__Extrait du document__:
Les hydrocarbures pas autant subventionnées que cela !

Pour calculer le prix des hydrocarbures, l’Etat compte le prix du baril de pétrole, ajoute les taxes et fixe le prix au litre subventionné par la suite par la Caisse de compensation. Il faut noter dans ce cadre les deux aspects -taxes et subventions-, l’un dans l’autre, la Caisse de compensation ne supporte pas grand-chose. C’est ce que faisait le régime Ben Ali pour expliquer les augmentations successives du pétrole alors qu’avant de compenser, il taxait. Plus encore, quand les prix de pétrole baissent dans le monde, il reste facturé au même prix pour le consommateur tunisien.

Pour cette année, la loi des finances a été établie sur le principe d’un baril de pétrole au prix de 110$, nous sommes aujourd’hui à plus de 124$ pour le pétrole Brent. Il est évident que cela doit être reflété au niveau de la pompe et c’est le cas puisque les prix on été augmentés de 100 millimes le litre, mais dans ce cas pourquoi la pompe ne suivrait pas les cours du pétrole dans le monde? Car le risque est que l’augmentation en elle-même se reflète sur tous les produits de consommation et nourrisse encore plus l’inflation. Les prix ne suivent pas les cours, les augmentations devraient dans ce cas être plus modestes.

(Données d'ancrage de phrases)
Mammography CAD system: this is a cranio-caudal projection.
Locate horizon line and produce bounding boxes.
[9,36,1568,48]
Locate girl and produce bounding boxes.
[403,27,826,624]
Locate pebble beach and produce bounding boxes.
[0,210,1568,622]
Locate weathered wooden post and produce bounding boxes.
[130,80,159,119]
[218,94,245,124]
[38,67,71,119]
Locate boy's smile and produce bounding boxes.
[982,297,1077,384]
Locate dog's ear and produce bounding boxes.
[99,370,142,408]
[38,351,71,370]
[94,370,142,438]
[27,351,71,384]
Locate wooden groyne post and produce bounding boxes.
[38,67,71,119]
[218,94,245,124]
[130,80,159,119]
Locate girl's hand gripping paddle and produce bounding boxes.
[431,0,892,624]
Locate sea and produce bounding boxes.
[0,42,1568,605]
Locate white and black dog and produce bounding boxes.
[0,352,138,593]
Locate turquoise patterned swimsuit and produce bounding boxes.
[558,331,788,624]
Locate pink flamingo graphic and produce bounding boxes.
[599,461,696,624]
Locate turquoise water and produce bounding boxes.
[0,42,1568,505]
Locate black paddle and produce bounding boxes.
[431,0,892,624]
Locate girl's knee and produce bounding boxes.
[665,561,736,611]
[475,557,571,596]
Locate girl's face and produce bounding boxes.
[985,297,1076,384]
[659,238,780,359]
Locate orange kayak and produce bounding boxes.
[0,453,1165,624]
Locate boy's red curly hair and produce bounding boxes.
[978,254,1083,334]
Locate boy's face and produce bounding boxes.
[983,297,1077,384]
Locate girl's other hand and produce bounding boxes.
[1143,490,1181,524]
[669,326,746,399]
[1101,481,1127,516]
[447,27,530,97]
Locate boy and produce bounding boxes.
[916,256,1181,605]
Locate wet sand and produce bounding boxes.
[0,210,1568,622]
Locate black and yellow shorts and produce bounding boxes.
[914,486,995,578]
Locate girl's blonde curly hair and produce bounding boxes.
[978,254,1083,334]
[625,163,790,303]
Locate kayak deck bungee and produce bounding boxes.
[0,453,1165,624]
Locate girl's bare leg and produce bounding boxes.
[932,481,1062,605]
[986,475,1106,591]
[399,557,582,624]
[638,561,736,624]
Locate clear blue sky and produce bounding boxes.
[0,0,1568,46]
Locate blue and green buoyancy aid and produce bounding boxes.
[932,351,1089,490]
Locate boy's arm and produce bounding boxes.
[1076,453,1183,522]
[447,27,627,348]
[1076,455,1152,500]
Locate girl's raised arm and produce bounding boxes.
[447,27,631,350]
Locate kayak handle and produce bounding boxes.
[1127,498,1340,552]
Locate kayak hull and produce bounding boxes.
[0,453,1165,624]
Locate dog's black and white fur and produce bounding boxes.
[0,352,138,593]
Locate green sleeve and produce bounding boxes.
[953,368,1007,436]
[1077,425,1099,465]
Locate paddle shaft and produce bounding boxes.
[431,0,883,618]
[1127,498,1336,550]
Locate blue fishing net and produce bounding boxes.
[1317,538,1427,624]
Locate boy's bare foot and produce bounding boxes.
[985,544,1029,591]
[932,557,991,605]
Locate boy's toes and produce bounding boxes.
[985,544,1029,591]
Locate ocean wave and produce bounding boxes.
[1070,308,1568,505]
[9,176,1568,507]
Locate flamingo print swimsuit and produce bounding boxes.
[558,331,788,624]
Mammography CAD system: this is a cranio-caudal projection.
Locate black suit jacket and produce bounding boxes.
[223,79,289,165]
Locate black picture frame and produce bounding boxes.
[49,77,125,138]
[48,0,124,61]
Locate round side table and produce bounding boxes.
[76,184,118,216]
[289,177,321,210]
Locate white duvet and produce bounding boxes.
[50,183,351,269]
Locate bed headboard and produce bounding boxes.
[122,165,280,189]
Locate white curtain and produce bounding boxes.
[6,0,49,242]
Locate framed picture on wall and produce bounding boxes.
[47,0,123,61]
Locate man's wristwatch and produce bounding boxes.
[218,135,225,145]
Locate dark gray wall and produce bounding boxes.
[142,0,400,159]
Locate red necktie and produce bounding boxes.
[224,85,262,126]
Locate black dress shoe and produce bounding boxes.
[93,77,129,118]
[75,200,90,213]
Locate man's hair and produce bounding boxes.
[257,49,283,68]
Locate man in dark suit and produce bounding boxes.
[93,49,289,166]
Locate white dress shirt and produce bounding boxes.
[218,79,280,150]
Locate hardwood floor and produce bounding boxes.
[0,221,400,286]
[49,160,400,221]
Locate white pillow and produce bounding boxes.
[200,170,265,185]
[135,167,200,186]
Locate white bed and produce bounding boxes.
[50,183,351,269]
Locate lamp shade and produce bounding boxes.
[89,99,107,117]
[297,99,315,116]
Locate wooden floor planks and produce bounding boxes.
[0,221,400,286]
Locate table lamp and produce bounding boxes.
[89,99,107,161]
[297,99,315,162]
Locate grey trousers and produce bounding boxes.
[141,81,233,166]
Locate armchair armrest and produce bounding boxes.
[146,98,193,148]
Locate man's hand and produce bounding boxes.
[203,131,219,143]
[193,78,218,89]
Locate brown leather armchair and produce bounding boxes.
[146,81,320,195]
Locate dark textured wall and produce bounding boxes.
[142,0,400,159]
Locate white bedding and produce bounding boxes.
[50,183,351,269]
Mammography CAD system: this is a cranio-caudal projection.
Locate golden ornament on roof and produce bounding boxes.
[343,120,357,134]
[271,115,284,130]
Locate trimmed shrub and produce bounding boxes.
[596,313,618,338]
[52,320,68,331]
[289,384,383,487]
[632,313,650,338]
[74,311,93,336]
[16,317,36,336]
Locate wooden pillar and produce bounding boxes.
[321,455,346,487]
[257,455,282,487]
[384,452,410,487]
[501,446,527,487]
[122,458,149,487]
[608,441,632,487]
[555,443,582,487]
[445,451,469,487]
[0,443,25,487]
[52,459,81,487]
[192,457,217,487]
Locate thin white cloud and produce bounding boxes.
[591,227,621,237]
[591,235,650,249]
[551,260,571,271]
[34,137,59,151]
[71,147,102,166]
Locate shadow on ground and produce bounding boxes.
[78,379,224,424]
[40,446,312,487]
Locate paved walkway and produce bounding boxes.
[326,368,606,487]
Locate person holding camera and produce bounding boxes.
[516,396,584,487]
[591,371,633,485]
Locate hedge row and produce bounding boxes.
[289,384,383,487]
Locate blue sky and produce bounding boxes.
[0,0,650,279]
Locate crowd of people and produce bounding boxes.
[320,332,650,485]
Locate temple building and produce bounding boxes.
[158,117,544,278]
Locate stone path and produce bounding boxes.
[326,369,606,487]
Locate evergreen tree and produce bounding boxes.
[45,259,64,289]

__Consigne__: Selon l'extrait sur les subventions aux hydrocarbures, à quel prix du baril de pétrole la loi des finances de cette année a-t-elle été établie ? Les enregistrements n'ont aucun rôle à jouer ici.

__Réponse__: Elle a été établie sur la base d'un baril à 110 $.